* [Brief]: Please find all lines in the data that hold the string "bouquet" and copy them.

* [Records supplied]:
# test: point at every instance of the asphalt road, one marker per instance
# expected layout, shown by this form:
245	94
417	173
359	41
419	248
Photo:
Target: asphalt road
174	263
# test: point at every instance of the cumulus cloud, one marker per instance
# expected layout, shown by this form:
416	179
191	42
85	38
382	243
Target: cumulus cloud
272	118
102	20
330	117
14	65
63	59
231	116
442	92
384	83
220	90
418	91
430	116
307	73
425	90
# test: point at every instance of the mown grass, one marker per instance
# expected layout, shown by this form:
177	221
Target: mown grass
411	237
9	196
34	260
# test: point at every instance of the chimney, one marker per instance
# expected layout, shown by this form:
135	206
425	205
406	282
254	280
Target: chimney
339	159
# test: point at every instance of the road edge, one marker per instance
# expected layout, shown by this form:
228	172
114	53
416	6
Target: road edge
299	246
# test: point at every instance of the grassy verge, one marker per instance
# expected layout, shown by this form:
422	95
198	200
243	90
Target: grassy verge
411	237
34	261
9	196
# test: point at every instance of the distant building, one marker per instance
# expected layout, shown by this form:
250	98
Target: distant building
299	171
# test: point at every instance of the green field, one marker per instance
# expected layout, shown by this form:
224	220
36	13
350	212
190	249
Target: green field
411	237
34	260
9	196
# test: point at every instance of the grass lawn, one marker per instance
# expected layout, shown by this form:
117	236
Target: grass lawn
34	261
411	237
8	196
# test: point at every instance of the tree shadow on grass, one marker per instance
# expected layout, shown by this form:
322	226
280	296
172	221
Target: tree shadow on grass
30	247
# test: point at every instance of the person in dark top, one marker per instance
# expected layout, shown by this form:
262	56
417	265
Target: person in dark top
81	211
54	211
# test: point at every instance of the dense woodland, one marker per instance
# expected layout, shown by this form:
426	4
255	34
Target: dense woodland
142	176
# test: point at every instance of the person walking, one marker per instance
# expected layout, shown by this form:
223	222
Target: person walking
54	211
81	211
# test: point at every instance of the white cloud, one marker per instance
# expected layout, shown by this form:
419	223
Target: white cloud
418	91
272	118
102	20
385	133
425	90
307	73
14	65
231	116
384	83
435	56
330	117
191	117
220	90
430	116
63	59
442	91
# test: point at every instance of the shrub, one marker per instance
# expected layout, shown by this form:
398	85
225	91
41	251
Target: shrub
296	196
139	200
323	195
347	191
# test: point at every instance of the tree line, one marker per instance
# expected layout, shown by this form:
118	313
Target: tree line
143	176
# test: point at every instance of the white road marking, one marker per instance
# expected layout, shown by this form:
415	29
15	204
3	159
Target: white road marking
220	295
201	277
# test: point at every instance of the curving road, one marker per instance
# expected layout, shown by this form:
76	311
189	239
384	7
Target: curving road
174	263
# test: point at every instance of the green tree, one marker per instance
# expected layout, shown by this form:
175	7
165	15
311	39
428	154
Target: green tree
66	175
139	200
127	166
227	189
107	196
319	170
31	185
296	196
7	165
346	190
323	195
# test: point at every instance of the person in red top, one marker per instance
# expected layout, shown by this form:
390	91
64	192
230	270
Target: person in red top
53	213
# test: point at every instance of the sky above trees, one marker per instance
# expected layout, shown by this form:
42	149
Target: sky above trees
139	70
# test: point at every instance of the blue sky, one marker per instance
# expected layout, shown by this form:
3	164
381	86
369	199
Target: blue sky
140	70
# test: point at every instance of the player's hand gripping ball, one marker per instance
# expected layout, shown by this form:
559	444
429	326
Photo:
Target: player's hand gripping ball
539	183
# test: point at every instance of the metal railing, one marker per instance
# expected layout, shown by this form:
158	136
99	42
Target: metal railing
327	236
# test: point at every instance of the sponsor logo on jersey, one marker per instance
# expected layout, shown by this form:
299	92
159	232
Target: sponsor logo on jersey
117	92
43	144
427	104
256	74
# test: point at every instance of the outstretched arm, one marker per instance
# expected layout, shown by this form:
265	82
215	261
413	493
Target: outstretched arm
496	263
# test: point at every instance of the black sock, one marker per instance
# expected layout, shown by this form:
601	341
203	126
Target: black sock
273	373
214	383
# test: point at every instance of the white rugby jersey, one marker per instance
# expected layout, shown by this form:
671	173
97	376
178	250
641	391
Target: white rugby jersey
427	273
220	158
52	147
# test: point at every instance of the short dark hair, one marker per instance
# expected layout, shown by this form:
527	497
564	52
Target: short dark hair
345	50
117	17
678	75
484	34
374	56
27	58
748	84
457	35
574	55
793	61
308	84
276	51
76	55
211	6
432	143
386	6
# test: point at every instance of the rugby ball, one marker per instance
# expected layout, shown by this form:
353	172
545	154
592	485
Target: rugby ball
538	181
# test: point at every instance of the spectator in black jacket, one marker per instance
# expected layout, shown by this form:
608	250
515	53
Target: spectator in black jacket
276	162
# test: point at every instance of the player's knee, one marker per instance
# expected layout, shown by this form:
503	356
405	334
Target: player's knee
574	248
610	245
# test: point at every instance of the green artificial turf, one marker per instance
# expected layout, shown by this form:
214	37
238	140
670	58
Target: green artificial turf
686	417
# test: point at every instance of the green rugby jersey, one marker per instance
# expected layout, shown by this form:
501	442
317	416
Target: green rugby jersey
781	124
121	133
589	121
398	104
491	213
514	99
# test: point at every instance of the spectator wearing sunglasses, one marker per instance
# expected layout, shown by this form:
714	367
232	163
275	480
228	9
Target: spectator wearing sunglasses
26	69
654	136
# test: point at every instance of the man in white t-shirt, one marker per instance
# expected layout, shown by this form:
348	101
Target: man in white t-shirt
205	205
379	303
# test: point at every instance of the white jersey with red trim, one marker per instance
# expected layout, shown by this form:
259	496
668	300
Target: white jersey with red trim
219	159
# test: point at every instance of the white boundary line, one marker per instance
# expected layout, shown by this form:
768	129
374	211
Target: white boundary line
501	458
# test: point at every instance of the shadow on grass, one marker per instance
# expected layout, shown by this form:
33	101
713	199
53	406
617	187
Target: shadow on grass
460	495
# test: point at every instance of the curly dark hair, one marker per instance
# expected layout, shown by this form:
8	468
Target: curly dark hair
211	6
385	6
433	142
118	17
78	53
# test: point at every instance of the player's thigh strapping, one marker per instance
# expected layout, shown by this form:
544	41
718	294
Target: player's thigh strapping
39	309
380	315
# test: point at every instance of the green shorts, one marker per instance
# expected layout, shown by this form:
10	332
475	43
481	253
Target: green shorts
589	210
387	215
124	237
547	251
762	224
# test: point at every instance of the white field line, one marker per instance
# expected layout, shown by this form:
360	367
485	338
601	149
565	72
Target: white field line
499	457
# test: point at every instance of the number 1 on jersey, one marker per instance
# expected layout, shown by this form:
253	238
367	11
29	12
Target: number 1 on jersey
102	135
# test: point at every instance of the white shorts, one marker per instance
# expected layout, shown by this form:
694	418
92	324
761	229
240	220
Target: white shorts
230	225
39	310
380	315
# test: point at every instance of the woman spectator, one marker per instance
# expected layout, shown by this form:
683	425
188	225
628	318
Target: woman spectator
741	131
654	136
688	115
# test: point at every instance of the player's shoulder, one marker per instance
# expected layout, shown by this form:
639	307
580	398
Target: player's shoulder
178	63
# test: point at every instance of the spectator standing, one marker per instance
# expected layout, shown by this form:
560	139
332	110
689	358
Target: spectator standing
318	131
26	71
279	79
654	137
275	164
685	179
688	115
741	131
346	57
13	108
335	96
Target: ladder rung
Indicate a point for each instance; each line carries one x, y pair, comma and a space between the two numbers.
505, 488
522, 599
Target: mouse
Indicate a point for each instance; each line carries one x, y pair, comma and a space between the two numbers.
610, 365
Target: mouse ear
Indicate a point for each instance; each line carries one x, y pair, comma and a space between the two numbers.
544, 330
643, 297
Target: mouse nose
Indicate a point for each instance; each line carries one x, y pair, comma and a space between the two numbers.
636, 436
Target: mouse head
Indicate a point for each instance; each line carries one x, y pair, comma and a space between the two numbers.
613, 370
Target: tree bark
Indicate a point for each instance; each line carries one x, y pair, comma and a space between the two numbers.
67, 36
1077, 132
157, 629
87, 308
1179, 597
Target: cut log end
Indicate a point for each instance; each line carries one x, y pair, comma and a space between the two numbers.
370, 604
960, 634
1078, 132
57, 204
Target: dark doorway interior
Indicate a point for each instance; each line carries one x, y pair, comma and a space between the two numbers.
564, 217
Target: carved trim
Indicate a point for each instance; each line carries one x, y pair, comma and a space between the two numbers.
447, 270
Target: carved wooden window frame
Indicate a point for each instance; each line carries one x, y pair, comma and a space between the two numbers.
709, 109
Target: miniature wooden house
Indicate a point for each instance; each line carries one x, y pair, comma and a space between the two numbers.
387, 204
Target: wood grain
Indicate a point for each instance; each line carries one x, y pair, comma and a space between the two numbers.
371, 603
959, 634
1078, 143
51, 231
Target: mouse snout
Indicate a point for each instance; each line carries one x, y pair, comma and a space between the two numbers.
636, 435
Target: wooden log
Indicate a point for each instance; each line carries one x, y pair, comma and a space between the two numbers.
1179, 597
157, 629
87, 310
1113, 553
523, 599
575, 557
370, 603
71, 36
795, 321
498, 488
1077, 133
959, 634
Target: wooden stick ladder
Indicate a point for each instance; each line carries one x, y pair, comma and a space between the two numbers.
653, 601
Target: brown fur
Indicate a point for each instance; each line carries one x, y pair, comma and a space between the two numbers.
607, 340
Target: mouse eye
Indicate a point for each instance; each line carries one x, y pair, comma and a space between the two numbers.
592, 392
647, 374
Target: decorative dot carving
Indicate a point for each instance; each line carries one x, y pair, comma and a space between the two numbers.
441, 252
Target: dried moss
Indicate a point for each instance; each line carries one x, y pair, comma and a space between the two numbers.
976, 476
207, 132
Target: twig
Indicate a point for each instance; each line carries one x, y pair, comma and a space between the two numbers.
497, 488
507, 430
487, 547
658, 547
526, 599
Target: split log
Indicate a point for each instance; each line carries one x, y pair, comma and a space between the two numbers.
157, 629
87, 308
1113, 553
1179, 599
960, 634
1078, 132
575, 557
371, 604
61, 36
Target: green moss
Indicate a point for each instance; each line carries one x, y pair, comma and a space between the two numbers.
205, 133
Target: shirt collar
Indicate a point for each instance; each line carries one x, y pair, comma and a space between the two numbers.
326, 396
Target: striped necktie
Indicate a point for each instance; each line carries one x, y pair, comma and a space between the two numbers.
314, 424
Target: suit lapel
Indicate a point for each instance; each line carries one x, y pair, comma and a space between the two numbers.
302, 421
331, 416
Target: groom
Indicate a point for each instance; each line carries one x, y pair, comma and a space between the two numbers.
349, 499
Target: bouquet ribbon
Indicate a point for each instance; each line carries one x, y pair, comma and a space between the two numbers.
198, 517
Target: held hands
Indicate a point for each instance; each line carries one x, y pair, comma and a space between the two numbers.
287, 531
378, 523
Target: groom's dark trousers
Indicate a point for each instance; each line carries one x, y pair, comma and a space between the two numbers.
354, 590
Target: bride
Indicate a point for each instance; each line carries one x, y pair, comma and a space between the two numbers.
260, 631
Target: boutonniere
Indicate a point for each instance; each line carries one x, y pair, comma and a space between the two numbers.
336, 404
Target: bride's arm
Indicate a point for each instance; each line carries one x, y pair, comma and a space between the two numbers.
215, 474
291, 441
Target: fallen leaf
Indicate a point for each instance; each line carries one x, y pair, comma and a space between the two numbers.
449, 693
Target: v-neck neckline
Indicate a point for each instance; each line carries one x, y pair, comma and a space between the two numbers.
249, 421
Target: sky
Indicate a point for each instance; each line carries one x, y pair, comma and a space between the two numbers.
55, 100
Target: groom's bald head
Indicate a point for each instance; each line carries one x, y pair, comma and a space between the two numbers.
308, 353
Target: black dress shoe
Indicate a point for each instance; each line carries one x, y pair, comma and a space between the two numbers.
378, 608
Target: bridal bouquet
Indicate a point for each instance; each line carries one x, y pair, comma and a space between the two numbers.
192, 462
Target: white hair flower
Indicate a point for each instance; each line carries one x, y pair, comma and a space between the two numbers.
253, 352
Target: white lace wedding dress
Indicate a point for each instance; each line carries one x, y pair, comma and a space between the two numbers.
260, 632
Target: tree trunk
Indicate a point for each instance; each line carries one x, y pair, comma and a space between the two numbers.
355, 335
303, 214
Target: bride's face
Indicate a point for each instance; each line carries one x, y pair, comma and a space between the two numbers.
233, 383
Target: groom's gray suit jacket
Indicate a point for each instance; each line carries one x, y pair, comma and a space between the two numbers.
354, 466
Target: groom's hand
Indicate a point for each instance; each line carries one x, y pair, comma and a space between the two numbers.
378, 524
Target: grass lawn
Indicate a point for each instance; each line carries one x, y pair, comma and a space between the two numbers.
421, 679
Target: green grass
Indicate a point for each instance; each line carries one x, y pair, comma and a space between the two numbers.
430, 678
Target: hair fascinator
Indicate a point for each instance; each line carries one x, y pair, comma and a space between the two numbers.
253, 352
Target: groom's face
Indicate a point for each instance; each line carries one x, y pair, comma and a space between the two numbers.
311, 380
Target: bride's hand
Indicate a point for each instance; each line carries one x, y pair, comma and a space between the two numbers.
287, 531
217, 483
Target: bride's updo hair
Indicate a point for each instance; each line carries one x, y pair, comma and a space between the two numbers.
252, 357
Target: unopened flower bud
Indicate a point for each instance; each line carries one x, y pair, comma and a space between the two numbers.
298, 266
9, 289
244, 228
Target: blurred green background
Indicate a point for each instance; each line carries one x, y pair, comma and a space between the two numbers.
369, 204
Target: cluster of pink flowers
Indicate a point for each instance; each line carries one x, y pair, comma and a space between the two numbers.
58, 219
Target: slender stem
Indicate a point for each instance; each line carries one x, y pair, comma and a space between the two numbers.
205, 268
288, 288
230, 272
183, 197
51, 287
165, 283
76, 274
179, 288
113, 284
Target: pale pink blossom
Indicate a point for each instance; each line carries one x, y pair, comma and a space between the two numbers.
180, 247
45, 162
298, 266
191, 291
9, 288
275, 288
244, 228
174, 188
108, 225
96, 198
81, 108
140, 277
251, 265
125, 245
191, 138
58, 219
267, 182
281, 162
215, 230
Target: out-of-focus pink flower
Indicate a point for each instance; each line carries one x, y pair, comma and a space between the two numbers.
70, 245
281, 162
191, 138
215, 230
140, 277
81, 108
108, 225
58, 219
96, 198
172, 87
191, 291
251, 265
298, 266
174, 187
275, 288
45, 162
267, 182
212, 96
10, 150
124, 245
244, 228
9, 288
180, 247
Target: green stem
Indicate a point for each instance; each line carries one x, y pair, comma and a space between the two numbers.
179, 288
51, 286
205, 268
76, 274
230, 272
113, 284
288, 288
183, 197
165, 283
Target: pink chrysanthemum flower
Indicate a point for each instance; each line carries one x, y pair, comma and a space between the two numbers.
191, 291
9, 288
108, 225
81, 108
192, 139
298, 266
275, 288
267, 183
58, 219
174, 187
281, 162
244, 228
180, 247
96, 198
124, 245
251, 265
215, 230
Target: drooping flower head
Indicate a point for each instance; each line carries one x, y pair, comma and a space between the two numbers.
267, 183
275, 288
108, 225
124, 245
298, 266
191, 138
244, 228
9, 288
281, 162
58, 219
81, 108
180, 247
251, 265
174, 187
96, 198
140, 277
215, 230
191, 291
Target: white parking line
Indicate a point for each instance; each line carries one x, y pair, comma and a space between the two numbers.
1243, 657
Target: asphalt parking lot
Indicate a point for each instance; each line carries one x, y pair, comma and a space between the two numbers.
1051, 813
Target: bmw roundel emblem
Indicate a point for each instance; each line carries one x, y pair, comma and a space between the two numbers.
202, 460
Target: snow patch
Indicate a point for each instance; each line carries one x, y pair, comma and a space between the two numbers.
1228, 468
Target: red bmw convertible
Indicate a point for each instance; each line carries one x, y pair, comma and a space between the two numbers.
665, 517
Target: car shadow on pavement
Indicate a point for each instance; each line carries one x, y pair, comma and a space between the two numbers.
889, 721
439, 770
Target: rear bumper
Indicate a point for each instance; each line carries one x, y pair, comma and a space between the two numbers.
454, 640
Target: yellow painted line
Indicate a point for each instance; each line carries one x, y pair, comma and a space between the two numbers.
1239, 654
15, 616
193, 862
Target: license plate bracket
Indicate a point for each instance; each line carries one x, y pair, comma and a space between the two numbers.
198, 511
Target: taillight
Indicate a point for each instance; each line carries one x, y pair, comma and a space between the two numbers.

* [Expected output]:
Target: bouquet ribbon
Target: bridal bouquet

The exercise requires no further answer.